• Your task
Could you copy every line of the listing below exactly, changing nothing?

• Entries

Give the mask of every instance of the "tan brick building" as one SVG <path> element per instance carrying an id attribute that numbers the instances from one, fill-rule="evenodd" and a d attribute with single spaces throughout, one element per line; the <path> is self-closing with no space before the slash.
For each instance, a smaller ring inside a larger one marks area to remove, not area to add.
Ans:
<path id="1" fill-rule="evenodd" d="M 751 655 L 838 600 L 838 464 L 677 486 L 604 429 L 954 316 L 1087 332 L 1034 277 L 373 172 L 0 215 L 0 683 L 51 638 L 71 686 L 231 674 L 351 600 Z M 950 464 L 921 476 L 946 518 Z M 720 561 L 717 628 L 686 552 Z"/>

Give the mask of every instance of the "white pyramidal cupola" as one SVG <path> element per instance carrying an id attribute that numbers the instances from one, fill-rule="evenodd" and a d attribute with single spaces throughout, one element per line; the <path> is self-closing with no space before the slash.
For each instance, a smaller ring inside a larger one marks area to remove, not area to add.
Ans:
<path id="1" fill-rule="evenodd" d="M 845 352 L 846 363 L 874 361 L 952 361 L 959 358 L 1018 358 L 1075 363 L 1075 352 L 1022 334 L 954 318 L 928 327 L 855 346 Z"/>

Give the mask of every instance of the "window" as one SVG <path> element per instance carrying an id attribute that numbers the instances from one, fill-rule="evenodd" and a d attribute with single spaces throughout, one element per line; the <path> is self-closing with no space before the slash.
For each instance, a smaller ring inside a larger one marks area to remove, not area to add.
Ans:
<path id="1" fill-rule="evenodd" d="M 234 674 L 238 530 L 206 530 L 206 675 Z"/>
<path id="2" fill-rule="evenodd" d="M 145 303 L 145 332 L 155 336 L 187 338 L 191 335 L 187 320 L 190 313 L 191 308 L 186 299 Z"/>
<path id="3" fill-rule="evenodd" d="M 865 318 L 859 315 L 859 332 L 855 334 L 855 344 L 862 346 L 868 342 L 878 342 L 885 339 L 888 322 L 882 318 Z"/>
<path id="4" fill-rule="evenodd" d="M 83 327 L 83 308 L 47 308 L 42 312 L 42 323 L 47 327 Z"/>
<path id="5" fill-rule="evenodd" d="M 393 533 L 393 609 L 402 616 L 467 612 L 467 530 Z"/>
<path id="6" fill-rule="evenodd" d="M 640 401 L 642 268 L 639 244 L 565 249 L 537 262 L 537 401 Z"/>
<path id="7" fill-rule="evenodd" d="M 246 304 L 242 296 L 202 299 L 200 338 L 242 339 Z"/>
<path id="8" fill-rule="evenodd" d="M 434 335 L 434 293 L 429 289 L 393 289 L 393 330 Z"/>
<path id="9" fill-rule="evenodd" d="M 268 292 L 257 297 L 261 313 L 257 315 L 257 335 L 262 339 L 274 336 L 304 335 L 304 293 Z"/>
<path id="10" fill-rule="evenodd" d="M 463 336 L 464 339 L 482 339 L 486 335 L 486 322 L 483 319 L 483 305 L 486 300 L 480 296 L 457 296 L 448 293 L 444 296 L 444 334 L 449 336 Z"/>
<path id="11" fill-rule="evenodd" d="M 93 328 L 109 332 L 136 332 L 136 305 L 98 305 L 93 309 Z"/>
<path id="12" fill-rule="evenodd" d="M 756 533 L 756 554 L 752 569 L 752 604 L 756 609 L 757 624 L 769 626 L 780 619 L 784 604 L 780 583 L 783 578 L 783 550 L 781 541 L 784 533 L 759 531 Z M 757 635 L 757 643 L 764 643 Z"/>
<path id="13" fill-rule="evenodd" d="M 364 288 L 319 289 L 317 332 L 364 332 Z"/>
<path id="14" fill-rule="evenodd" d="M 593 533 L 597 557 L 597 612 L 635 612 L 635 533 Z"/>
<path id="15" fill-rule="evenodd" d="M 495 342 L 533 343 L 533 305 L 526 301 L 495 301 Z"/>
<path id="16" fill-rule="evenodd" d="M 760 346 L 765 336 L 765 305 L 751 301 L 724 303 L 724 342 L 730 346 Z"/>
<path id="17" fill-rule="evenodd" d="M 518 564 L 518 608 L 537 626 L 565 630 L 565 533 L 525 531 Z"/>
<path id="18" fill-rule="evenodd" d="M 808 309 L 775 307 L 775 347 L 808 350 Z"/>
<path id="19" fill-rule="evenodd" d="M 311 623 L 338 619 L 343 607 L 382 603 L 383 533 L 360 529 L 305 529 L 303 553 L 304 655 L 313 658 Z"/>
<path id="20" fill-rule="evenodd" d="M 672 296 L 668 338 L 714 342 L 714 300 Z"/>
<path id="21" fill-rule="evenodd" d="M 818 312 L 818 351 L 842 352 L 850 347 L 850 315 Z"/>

• Correct response
Give the mask of every instance of the "tan brick building" as one SVG <path> element per instance carrying an id attribute that numbers the instances from one, fill-rule="evenodd" and a d attribute with single spaces throughout, one element per line; the <path> is self-closing with no space before the slash.
For each instance, a smaller ring inside a larger one marks area to remove, not area to add.
Ans:
<path id="1" fill-rule="evenodd" d="M 751 655 L 838 600 L 838 464 L 677 486 L 604 429 L 954 316 L 1087 332 L 1034 277 L 373 172 L 0 215 L 0 683 L 51 638 L 71 686 L 231 674 L 351 600 Z M 950 464 L 921 476 L 946 518 Z M 720 561 L 717 628 L 686 552 Z"/>

Give the mask of every instance of the "white pyramidal cupola" as one SVG <path> element per instance carrying an id attribute that numbers the instances from one, fill-rule="evenodd" and a d attribute with single spaces throughout, one element per line; the <path> is self-closing with no space before the slash.
For each instance, a smaller ring inside a larger one marks area to remove, not area to add.
Ans:
<path id="1" fill-rule="evenodd" d="M 845 352 L 846 363 L 874 361 L 952 361 L 959 358 L 1018 358 L 1075 363 L 1075 352 L 1022 334 L 954 318 L 928 327 L 855 346 Z"/>

Give the mask of every instance of the "window" as one SVG <path> element per instance carrying an id attribute that numbers the instances from one, fill-rule="evenodd" and a d attribute with single spaces throughout, one element per line; the <path> is self-closing with no space before the slash.
For each instance, a smaller ring inside a larger one marks area to remove, not area to add.
Ans:
<path id="1" fill-rule="evenodd" d="M 234 674 L 238 530 L 206 530 L 206 675 Z"/>
<path id="2" fill-rule="evenodd" d="M 145 303 L 145 332 L 155 336 L 187 338 L 191 335 L 187 320 L 190 313 L 191 308 L 186 299 Z"/>
<path id="3" fill-rule="evenodd" d="M 865 318 L 859 315 L 859 332 L 855 334 L 855 344 L 862 346 L 868 342 L 878 342 L 885 339 L 888 322 L 882 318 Z"/>
<path id="4" fill-rule="evenodd" d="M 83 327 L 83 308 L 47 308 L 42 312 L 42 323 L 47 327 Z"/>
<path id="5" fill-rule="evenodd" d="M 393 533 L 393 609 L 402 616 L 467 612 L 467 530 Z"/>
<path id="6" fill-rule="evenodd" d="M 640 401 L 642 268 L 639 244 L 565 249 L 537 262 L 537 401 Z"/>
<path id="7" fill-rule="evenodd" d="M 246 304 L 242 296 L 202 299 L 200 338 L 242 339 Z"/>
<path id="8" fill-rule="evenodd" d="M 434 335 L 434 293 L 429 289 L 393 289 L 393 330 Z"/>
<path id="9" fill-rule="evenodd" d="M 268 292 L 257 297 L 261 313 L 257 315 L 257 335 L 262 339 L 274 336 L 304 335 L 304 293 Z"/>
<path id="10" fill-rule="evenodd" d="M 463 336 L 464 339 L 482 339 L 486 335 L 486 322 L 483 319 L 483 305 L 486 300 L 480 296 L 457 296 L 448 293 L 444 296 L 444 334 L 449 336 Z"/>
<path id="11" fill-rule="evenodd" d="M 93 328 L 109 332 L 136 332 L 136 305 L 98 305 L 93 309 Z"/>
<path id="12" fill-rule="evenodd" d="M 756 533 L 756 554 L 752 569 L 752 604 L 756 609 L 757 624 L 769 626 L 780 619 L 784 604 L 780 583 L 783 578 L 783 550 L 781 541 L 784 533 L 759 531 Z M 757 635 L 757 643 L 764 643 Z"/>
<path id="13" fill-rule="evenodd" d="M 364 288 L 319 289 L 317 332 L 364 332 Z"/>
<path id="14" fill-rule="evenodd" d="M 593 533 L 597 557 L 597 612 L 635 612 L 635 533 Z"/>
<path id="15" fill-rule="evenodd" d="M 495 342 L 533 343 L 533 305 L 526 301 L 495 301 Z"/>
<path id="16" fill-rule="evenodd" d="M 760 346 L 765 336 L 765 305 L 751 301 L 724 303 L 724 342 L 730 346 Z"/>
<path id="17" fill-rule="evenodd" d="M 518 564 L 518 608 L 537 626 L 565 630 L 565 533 L 525 531 Z"/>
<path id="18" fill-rule="evenodd" d="M 808 309 L 775 307 L 775 347 L 808 350 Z"/>
<path id="19" fill-rule="evenodd" d="M 311 623 L 338 619 L 343 607 L 382 603 L 383 533 L 360 529 L 305 529 L 303 553 L 304 655 L 313 658 Z"/>
<path id="20" fill-rule="evenodd" d="M 672 296 L 668 338 L 714 342 L 714 300 Z"/>
<path id="21" fill-rule="evenodd" d="M 818 312 L 818 351 L 842 352 L 850 347 L 850 315 Z"/>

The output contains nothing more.